::: RECORDED INFORMATION :::

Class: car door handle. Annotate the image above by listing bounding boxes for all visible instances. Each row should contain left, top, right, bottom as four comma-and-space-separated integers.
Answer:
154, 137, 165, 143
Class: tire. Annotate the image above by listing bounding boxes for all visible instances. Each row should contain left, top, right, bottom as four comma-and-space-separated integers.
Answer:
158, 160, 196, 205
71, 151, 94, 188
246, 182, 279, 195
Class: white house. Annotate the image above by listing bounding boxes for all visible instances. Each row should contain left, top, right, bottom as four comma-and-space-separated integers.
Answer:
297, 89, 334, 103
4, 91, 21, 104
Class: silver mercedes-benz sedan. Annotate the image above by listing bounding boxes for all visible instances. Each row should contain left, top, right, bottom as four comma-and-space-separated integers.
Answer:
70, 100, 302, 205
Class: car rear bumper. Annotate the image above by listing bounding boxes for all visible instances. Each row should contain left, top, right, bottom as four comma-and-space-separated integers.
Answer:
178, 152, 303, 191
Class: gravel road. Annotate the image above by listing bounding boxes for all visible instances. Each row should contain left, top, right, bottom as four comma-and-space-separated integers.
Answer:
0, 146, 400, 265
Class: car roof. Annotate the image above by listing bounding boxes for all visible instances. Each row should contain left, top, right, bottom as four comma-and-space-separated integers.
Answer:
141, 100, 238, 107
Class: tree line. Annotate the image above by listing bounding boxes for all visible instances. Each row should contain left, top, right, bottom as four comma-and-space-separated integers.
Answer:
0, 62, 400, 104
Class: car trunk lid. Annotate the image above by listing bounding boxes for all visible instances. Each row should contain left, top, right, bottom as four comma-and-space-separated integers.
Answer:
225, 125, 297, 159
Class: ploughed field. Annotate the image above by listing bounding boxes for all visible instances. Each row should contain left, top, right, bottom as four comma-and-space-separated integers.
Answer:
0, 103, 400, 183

:::

- WORK TO BE COMPLETED: Copy all of the records above line for line, unchanged.

- CORRECT RESPONSE:
Class: car door handle. Annotate the image above by listing bounding boxes for all visible instances. Each row should contain left, top, right, bottom as four comma-and-space-separated integers.
Answer:
154, 137, 165, 143
Class: tire. Annotate the image above by listing bounding boxes for all visible instances. Each row should contain left, top, right, bottom as four comma-and-space-separated integers.
Answer:
158, 160, 196, 205
71, 151, 94, 188
246, 182, 279, 195
Class: white house. Annotate the image above by listing bounding boxes for all visible instances. Each row should contain left, top, right, bottom as four comma-and-space-separated integers.
Answer:
297, 89, 334, 103
4, 91, 21, 104
Class: silver mercedes-benz sedan. Annotate the image above by listing bounding boxes for all visible instances. Each row should contain left, top, right, bottom as four comma-and-space-separated integers.
Answer:
70, 100, 302, 205
Class: car rear bumper. Annotate the image above by listing bounding boxes for all visible instances. Each row should contain left, top, right, bottom as four comma-and-space-separated integers.
Answer:
178, 152, 303, 191
Class: gravel road. Annotate the image above by listing bounding boxes for all visible instances. Each row should contain left, top, right, bottom as four comma-and-space-separated integers.
Answer:
0, 146, 400, 265
Class: car roof. Annotate the image above by listing bounding boxes for all visible instances. Each row should contain left, top, right, bottom as four comma-and-space-separated integers.
Answer:
141, 100, 238, 107
Class: tree line. Annotate the image above by listing bounding boxes for all visible instances. Each row should contain left, top, right, bottom as four comma-and-space-separated integers.
Answer:
0, 62, 400, 104
Class: car trunk lid. Annotate the image above by listing bounding boxes for all visible instances. Each row should contain left, top, right, bottom as four comma-and-space-separated integers.
Answer:
225, 125, 297, 159
Class: ploughed field. Annotate the image above by listing bounding boxes for all visible instances. Each row should contain left, top, right, bottom as four comma-and-space-separated integers.
Answer:
0, 103, 400, 183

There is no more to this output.